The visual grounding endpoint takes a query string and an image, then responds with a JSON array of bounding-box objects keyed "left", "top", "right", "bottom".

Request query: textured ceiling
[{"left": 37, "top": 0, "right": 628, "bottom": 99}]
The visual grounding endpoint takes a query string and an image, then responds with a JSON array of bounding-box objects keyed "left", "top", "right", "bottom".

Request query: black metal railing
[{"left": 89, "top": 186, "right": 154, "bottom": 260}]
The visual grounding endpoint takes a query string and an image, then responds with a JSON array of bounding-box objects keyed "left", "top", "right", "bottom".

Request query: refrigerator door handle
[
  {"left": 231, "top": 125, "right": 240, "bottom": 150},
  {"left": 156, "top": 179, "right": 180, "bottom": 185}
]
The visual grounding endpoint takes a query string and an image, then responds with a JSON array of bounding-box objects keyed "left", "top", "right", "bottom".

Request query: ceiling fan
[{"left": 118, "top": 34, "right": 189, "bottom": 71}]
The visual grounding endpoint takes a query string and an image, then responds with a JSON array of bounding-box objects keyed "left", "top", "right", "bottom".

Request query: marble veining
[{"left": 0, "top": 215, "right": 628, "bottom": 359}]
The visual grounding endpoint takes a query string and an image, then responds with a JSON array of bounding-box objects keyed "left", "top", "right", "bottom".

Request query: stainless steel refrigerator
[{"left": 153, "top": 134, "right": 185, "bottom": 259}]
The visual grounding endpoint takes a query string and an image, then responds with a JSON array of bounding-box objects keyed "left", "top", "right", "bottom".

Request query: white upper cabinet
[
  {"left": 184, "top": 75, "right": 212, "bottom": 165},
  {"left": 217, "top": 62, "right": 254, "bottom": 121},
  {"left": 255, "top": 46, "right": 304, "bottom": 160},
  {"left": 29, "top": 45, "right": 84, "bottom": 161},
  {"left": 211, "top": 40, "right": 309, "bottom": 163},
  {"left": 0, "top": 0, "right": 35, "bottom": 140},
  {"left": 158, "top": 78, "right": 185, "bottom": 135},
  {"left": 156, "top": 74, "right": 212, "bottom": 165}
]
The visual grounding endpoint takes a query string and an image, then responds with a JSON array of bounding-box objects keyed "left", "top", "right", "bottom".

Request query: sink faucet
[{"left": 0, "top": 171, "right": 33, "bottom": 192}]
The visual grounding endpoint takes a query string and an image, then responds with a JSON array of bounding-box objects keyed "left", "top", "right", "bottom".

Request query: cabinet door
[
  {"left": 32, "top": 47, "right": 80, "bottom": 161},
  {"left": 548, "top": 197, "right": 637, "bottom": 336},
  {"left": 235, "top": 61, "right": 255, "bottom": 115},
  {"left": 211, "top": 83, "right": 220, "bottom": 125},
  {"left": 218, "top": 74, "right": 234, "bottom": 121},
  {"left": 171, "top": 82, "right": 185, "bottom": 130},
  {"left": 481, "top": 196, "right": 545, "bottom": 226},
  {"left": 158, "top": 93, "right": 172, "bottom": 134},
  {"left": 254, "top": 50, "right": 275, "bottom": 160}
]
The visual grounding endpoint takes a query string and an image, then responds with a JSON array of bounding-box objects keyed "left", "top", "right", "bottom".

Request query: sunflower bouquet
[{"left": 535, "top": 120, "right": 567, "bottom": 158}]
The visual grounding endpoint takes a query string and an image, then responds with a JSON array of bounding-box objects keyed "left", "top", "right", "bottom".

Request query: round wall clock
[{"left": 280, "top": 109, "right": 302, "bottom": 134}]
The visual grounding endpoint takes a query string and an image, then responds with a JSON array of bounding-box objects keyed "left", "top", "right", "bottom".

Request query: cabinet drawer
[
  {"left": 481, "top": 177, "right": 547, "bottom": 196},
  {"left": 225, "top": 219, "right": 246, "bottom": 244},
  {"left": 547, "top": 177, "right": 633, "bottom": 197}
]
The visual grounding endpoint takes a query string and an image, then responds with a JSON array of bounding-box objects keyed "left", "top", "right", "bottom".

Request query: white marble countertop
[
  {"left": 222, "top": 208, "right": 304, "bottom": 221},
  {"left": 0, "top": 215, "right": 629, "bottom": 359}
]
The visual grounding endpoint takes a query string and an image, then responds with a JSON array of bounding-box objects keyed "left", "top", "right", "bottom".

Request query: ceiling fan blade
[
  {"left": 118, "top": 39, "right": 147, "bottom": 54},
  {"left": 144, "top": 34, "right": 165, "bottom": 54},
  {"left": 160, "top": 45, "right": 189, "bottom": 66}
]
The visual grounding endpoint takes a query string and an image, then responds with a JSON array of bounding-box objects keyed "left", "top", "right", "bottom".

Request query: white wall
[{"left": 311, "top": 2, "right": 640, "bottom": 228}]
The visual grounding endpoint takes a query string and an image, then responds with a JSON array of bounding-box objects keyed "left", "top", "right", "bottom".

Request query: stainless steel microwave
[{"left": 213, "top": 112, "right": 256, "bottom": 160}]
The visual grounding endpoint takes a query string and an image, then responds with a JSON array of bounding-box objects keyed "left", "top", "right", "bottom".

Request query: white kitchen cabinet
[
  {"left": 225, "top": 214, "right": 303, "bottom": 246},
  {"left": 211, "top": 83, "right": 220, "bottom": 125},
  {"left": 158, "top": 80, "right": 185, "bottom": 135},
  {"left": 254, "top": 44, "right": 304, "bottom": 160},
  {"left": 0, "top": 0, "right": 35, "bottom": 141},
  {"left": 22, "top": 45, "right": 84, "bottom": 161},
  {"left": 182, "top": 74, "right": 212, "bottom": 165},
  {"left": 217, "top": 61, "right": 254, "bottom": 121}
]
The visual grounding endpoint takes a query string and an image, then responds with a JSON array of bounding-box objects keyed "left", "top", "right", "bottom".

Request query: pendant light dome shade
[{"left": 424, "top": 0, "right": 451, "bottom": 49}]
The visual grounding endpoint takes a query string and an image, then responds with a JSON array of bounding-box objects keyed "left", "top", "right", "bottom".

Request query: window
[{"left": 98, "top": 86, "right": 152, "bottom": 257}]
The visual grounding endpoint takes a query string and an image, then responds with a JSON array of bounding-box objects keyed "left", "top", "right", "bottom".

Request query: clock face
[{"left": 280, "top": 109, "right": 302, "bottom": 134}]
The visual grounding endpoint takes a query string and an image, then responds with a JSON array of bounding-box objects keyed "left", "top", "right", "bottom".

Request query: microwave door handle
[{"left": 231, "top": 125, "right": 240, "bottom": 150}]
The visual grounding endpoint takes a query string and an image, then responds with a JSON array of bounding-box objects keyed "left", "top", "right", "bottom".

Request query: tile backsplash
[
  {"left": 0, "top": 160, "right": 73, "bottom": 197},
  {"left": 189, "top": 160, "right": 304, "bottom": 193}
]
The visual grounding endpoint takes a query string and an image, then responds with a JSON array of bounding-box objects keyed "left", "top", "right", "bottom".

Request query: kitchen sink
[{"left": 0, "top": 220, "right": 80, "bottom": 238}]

SHORT PROBLEM »
Pick out every line of the data above that contains the string "microwave", treating uppercase and lowercase as different.

SOLUTION »
Request query: stainless steel microwave
Request query: microwave door handle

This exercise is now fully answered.